» **Text provided**
<<<<
It’s a strange feeling once you’ve planted up your cut flower bed and you begin watching and waiting for them to bloom. The work doesn’t stop here though, as there are a few things you can do to give them the best possible start.
Keep your small plants or seeds watered and fed. I water every day, either with a hose on a very gentle setting or with a watering can with a spray end. You need to be gentle as you don’t want to damage the plants or wash away the seeds. I recommend watering the base if you already have an established plant as opposed to the top. I also feed with liquid seaweed every one-two weeks.
Make sure you are ready to support your blooms. With everything taking a little longer to make its way through the postal service currently, I would recommend ordering supports now so you have them when your plants have grown enough to need them.
Also, make sure you are thinking about successive sowing so you can extend your harvest of blooms. I do this with troughs or pots, so again now is the time to have some at the ready or purchase some so you have them when needed. With your troughs and pots, I recommend covering them with netting that remains in place until the plants are big enough to remove. We had a windy couple of days here recently where I lost a covering and I can personally attest that you don’t want your feathered friends, as lovely as they all are, making a three-course meal out of your hard work!
>>>>
» **Problems and tasks**
A – According to the piece on caring for a cut flower bed, how often is liquid seaweed used as feed?
B – Repeat the part of the piece on caring for a cut flower bed starting with "Also, make sure" and going on through "your hard work!".
C – Carry on writing the piece on caring for a cut flower bed beyond its final sentence.
The data after this point comes from a separate source.

» **Dataset records**
<<<<
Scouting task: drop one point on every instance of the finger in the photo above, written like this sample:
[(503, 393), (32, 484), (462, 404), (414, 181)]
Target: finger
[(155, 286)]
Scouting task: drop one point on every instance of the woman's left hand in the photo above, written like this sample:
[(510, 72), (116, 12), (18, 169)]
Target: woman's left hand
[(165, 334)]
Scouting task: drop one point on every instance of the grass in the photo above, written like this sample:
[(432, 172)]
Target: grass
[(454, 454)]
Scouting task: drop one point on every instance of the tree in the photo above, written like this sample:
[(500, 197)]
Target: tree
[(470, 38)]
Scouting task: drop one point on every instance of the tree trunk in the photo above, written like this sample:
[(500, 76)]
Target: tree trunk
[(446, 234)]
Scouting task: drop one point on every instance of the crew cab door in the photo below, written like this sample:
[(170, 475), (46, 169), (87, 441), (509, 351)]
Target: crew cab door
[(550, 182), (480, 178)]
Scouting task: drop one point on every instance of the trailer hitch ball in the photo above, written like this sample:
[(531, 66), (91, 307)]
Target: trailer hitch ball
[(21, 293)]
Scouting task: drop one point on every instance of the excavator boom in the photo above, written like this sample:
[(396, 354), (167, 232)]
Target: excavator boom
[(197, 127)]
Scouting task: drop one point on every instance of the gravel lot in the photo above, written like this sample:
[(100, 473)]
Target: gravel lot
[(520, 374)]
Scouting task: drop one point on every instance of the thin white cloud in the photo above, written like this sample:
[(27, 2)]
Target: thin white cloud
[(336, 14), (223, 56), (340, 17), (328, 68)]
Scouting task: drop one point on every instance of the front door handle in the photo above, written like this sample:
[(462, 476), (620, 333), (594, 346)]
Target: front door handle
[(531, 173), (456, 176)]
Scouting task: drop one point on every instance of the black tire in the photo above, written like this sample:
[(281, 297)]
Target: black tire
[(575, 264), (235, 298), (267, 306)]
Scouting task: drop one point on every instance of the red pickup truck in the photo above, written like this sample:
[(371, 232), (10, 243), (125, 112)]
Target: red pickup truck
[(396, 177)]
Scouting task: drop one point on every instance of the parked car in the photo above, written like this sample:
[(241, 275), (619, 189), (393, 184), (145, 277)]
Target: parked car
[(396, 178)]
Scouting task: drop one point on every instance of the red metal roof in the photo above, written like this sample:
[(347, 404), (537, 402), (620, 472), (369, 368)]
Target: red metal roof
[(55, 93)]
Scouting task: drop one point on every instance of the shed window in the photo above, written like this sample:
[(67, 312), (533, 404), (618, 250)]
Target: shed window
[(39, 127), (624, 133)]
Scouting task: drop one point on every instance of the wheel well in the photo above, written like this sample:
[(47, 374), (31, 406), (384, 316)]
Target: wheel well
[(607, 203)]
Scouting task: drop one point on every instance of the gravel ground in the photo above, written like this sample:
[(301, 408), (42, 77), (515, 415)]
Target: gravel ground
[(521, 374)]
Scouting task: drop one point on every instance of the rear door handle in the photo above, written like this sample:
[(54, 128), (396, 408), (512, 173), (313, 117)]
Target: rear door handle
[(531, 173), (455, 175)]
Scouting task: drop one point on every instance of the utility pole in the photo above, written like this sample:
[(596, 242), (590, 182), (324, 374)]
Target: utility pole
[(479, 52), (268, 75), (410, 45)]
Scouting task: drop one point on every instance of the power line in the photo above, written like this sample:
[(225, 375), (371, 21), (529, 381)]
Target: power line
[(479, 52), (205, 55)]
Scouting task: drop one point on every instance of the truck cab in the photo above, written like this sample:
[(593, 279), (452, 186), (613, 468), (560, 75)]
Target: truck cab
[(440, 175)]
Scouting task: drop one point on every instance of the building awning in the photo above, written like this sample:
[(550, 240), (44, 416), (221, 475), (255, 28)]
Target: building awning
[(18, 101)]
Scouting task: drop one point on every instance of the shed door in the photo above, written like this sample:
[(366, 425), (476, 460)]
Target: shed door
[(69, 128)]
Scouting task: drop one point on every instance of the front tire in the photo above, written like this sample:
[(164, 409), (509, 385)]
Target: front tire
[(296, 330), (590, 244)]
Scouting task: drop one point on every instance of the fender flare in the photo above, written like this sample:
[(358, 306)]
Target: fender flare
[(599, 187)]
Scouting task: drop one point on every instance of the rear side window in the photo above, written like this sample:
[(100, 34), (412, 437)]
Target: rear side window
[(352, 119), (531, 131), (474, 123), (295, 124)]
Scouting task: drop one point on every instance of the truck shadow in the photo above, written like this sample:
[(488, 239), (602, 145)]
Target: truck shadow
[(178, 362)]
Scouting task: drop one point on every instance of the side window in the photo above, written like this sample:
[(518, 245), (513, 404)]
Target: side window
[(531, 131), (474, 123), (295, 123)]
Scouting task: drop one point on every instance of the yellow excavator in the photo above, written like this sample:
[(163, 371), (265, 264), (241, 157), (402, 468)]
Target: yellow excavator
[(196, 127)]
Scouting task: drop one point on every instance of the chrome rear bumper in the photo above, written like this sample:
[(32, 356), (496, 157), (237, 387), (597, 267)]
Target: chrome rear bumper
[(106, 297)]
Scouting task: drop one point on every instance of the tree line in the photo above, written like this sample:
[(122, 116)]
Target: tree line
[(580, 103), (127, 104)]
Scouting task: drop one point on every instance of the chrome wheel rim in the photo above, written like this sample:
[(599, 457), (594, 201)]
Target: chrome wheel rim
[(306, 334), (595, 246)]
>>>>
» **Expected responses**
A – Every one-two weeks.

B –
Also, make sure you are thinking about successive sowing so you can extend your harvest of blooms. I do this with troughs or pots, so again now is the time to have some at the ready or purchase some so you have them when needed. With your troughs and pots, I recommend covering them with netting that remains in place until the plants are big enough to remove. We had a windy couple of days here recently where I lost a covering and I can personally attest that you don’t want your feathered friends, as lovely as they all are, making a three-course meal out of your hard work!

C –
Do think about adding herbs. They smell delicious and will add fabulous texture to your bouquets. Also, if you’re a keen cook, you can add them to your dishes. This year I’ve gone for mint and Rosemary. Mint is most probably my favourite but be aware as it does have a tendency to run a little wild. You can either confine a whole bed to it or pop it in a pot, which is what I’ve done. Rosemary, on the other hand, takes a little longer to become established, but again it adds fabulous texture and scent to a bouquet.
Other jobs to be getting on with.
- Now is the time to prune and feed evergreen shrubs like Buxus and Bay and to treat them. I use an antifungal feed. Remember, you can add both of these shrubs to your flower arrangements to, so don’t be too quick to throw the trimmings on the compost heap (and of course you can also use Bay in your cooking).
- Look after your finished spring bulbs for next year. Make sure you resist the temptation to cut back the foliage. Instead, let it die and break down on its own and add liquid fertiliser all around the clumps.
- Tie in climbing, rambling roses and sweet peas to encourage them to climb.
- Prune spring-flowering shrubs after flowering.
- And finally, closely inspect plants for pests and diseases – early prevention is much easier than curing an infestation.